● **EXCERTO DA FONTE**
────
Gostaria que todos nós meditássemos as palavras do Apóstolo, escritas no final
da sua vida, quando confessa a Timóteo ser o primeiro dos pecadores, mas
«justamente por isso alcancei misericórdia» (1 Tm 1, 16). As suas palavras têm uma força
que irrompe também em nós levando-nos a refletir sobre a nossa existência vendo
em ação a misericórdia de Deus na mudança, conversão e transformação do nosso
coração: «Dou graças Àquele que me conforta, Cristo Jesus Nosso Senhor, por me
ter considerado digno de confiança, pondo-me ao seu serviço, a mim que antes
fora blasfemo, perseguidor e violento. Mas alcancei misericórdia» (1 Tm 1, 12-13).
Por isso
lembremos, com paixão pastoral sempre renovada, as palavras do Apóstolo: «Tudo
isto vem de Deus, que nos reconciliou consigo por meio de Cristo e nos confiou
o ministério da reconciliação» (2 Cor 5,
18). Nós, primeiro, fomos perdoados, tendo em vista este ministério;
tornamo-nos testemunhas em primeira mão da universalidade do perdão. Não há lei
nem preceito que possa impedir a Deus de reabraçar o filho que regressa a Ele
reconhecendo que errou, mas decidido a começar de novo. Deter-se apenas na lei
equivale a invalidar a fé e a misericórdia divina. Há um valor preparatório na
lei (cf. Gal 3, 24), cujo fim é o amor (cf. 1 Tm 1, 5). Mas o cristão é chamado a viver
a novidade do Evangelho, «a lei do Espírito que dá vida em Cristo Jesus» (Rm 8, 2). Mesmo nos casos mais complexos,
onde se é tentado a fazer prevalecer uma justiça que deriva apenas das normas,
deve-se crer na força que brota da graça divina.
────
● **TABELA DE DADOS**
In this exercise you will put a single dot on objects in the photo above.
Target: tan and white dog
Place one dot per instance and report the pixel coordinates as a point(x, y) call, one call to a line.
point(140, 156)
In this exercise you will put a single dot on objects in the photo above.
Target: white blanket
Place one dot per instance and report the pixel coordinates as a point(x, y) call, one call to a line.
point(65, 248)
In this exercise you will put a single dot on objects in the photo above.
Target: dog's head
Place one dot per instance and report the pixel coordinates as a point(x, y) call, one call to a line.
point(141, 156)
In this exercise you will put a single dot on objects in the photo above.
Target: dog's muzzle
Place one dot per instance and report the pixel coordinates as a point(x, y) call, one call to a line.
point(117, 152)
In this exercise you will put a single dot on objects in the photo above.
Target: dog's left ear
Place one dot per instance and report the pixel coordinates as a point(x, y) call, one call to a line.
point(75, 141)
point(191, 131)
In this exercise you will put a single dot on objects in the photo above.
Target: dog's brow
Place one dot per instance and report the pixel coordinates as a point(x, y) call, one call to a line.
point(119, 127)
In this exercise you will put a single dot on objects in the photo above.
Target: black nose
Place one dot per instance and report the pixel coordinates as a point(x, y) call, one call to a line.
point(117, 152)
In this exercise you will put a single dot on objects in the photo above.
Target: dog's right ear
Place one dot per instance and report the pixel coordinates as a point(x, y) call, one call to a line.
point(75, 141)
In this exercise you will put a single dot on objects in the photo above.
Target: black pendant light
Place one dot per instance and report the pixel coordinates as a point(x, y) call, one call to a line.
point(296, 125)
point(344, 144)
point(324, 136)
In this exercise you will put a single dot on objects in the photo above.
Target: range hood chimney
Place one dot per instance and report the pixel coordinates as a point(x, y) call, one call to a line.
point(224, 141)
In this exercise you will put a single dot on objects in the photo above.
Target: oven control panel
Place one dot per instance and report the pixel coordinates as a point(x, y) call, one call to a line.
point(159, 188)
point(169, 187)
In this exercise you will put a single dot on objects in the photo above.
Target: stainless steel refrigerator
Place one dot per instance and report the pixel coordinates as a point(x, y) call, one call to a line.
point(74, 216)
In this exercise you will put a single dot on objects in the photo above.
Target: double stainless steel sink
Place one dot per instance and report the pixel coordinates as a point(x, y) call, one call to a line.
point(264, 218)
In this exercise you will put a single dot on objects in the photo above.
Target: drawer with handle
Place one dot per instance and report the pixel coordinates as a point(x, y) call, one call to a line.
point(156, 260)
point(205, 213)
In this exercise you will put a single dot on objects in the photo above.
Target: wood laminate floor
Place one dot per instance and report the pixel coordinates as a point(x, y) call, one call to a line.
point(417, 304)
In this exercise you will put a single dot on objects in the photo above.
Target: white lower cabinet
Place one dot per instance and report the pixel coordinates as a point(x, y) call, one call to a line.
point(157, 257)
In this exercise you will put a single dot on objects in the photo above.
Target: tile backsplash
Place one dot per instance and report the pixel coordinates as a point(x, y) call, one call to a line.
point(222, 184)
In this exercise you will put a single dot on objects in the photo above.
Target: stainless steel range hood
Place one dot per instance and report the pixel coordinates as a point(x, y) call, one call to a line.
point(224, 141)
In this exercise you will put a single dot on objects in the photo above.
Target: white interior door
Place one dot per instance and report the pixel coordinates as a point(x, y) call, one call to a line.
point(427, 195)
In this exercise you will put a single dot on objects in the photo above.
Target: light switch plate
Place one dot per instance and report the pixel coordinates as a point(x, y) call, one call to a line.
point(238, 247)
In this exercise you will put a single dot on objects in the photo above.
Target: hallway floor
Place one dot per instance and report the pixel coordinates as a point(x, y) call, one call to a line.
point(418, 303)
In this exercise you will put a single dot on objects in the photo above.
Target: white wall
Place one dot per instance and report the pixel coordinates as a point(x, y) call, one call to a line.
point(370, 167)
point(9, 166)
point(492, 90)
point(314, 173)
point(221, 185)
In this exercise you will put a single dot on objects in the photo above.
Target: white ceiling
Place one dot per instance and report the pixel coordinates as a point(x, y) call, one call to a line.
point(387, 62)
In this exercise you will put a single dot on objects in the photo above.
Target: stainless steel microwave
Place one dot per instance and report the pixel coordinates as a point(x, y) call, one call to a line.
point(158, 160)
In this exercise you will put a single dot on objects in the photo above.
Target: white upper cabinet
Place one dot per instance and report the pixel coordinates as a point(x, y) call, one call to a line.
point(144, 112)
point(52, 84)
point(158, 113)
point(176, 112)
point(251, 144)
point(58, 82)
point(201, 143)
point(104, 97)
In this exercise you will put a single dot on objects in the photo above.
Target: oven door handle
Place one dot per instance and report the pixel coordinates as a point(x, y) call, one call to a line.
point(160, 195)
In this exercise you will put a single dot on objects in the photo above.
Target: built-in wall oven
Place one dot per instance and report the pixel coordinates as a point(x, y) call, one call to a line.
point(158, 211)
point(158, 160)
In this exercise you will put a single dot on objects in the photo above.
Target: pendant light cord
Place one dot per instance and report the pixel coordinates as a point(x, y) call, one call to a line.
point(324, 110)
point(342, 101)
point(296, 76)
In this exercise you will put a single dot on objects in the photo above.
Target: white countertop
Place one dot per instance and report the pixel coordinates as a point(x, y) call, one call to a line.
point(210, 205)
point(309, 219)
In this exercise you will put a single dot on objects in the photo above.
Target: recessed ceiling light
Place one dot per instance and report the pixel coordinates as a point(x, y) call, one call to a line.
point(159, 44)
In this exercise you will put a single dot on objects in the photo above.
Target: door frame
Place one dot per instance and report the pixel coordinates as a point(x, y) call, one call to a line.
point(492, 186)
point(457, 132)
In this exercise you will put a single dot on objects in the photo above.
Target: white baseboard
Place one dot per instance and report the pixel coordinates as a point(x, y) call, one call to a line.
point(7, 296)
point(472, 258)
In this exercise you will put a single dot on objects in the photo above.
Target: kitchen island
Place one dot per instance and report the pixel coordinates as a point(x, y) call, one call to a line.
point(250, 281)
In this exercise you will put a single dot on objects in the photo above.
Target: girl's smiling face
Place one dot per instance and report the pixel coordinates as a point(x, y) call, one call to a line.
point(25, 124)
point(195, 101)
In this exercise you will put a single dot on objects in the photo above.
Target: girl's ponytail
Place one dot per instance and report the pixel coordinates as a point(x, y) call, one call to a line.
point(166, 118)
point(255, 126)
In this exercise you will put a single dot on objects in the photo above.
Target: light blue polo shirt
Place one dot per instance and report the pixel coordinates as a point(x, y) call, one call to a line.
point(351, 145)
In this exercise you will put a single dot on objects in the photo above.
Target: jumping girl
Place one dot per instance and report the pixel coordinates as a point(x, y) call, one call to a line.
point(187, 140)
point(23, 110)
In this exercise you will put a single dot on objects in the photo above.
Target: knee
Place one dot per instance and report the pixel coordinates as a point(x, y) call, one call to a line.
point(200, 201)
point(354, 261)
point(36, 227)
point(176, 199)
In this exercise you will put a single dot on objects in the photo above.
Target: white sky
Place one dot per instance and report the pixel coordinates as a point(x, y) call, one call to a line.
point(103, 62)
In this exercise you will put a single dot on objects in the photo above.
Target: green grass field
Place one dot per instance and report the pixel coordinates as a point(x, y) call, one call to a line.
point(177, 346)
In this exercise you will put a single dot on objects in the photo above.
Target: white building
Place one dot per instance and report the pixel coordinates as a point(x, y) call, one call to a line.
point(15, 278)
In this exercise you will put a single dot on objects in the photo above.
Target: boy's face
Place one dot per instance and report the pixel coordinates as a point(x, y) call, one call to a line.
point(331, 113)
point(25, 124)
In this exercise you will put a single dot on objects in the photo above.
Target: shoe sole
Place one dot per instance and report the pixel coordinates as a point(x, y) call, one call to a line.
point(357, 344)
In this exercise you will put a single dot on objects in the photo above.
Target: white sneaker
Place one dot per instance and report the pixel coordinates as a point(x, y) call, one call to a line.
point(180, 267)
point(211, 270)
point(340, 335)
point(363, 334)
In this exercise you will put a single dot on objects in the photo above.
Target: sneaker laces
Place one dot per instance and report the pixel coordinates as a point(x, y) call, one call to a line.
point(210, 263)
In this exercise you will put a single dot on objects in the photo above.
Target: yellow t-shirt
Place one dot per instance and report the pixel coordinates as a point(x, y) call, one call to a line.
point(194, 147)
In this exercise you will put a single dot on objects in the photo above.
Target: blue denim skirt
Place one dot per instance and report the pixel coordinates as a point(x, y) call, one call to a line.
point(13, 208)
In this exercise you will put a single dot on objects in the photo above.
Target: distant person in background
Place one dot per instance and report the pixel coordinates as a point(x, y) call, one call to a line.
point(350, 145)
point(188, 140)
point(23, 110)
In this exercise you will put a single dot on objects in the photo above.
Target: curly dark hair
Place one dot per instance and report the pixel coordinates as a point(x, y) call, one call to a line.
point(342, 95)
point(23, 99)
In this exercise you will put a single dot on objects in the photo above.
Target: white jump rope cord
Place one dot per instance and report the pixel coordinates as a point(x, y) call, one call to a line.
────
● **TAREFAS**
a. Reproduza do excerto da fonte o trecho entre "Gostaria que todos" e "Tm 1, 12-13).", ambos incluídos.
b. Explique, de acordo com o excerto da fonte, com que finalidade nós fomos perdoados primeiro. Responda em uma a três frases.

● **RESPOSTAS EM ORDEM**
a.
Gostaria que todos nós meditássemos as palavras do Apóstolo, escritas no final
da sua vida, quando confessa a Timóteo ser o primeiro dos pecadores, mas
«justamente por isso alcancei misericórdia» (1 Tm 1, 16). As suas palavras têm uma força
que irrompe também em nós levando-nos a refletir sobre a nossa existência vendo
em ação a misericórdia de Deus na mudança, conversão e transformação do nosso
coração: «Dou graças Àquele que me conforta, Cristo Jesus Nosso Senhor, por me
ter considerado digno de confiança, pondo-me ao seu serviço, a mim que antes
fora blasfemo, perseguidor e violento. Mas alcancei misericórdia» (1 Tm 1, 12-13).

b. Fomos perdoados primeiro tendo em vista o ministério da reconciliação, que Deus nos confiou por meio de Cristo. Assim, tornamo-nos testemunhas em primeira mão da universalidade do perdão.